Text segment:
* start *

Table 3. The number of texts/sentences for each evaluation type in train/dev/test sets. Average length (Avg len) of line is calculated from merged set.

Table 3 shows the number of texts and sentences annotated by linguists for all evaluation types, with division into the number of elements within training, validation and test sets as well as average line length of each combined set. Finally, the corpus has been translated into 10 languages using the DeepLFootnote 1 tool: English, Chinese, Italian, Japanese, Russian, German, Spanish, French, Dutch and Portuguese. Its translations are of better quality than those generated by Microsoft Translator Hub [26]. DeepL achieves the best results when translating German texts into English or French. The semantic correctness of the translations does not guarantee the precise preservation of the sentiment associated with a given text. However, in a situation where we have limited resources and want to use information about the cultural background of authors writing in a low-resource language, machine translation is one of the best solutions. MultiEmoFootnote 2 corpus is available under the MIT Licence.

* end *

Stored entries:
* start *

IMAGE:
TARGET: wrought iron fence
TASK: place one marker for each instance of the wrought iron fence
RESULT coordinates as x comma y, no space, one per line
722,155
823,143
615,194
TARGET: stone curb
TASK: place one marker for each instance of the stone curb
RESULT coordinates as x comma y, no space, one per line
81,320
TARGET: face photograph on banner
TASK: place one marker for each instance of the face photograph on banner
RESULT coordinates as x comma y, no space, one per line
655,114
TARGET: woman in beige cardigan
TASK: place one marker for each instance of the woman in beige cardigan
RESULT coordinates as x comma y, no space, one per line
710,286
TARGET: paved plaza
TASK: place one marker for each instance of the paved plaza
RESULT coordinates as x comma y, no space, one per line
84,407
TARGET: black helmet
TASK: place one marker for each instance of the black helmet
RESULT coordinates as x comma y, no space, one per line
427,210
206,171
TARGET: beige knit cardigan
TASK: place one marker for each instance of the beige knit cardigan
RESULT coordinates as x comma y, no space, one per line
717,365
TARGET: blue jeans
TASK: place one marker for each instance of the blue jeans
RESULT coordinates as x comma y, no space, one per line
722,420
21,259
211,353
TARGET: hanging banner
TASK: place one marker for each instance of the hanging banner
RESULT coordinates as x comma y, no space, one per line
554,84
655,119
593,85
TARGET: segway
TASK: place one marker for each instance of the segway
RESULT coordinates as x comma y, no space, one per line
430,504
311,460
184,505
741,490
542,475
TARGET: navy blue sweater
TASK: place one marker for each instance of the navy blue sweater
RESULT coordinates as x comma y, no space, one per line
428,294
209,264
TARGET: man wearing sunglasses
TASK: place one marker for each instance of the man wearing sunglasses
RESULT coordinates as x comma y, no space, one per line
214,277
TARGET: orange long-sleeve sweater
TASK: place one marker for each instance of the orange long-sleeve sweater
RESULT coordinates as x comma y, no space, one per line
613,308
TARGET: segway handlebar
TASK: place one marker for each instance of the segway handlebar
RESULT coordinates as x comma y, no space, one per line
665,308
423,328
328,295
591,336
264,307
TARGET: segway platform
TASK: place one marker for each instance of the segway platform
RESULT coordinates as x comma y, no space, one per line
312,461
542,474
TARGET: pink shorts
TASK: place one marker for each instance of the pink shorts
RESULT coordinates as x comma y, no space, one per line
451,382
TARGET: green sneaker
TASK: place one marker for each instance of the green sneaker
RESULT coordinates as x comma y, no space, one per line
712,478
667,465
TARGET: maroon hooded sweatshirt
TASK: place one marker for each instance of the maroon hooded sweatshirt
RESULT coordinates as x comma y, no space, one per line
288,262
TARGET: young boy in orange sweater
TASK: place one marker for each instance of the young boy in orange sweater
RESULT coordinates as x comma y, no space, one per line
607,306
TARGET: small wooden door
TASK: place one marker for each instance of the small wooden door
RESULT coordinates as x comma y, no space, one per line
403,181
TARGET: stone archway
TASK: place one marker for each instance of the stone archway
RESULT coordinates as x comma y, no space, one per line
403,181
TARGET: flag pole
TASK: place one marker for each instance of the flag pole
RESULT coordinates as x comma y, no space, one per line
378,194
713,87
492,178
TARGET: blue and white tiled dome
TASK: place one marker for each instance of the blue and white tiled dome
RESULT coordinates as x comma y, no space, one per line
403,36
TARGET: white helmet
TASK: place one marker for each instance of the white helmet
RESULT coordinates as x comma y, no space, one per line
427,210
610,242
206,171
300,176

* end *

Required actions:
(a) Answer these questions from the corpus description:
(i) Which tool was used to translate the corpus?
(ii) Under which licence is the corpus available?
(iii) DeepL gets its best results translating German texts into which languages?
(b) Name every set into which the corpus description divides the numbers of elements.
(c) Copy out the part of the corpus description that starts at "Table 3. The" and ends at "from merged set.".
You won't need the lines to complete any of these.

Answers:
(a)
(i) DeepL
(ii) The MIT Licence
(iii) English or French

(b) Training, validation, test

(c)
Table 3. The number of texts/sentences for each evaluation type in train/dev/test sets. Average length (Avg len) of line is calculated from merged set.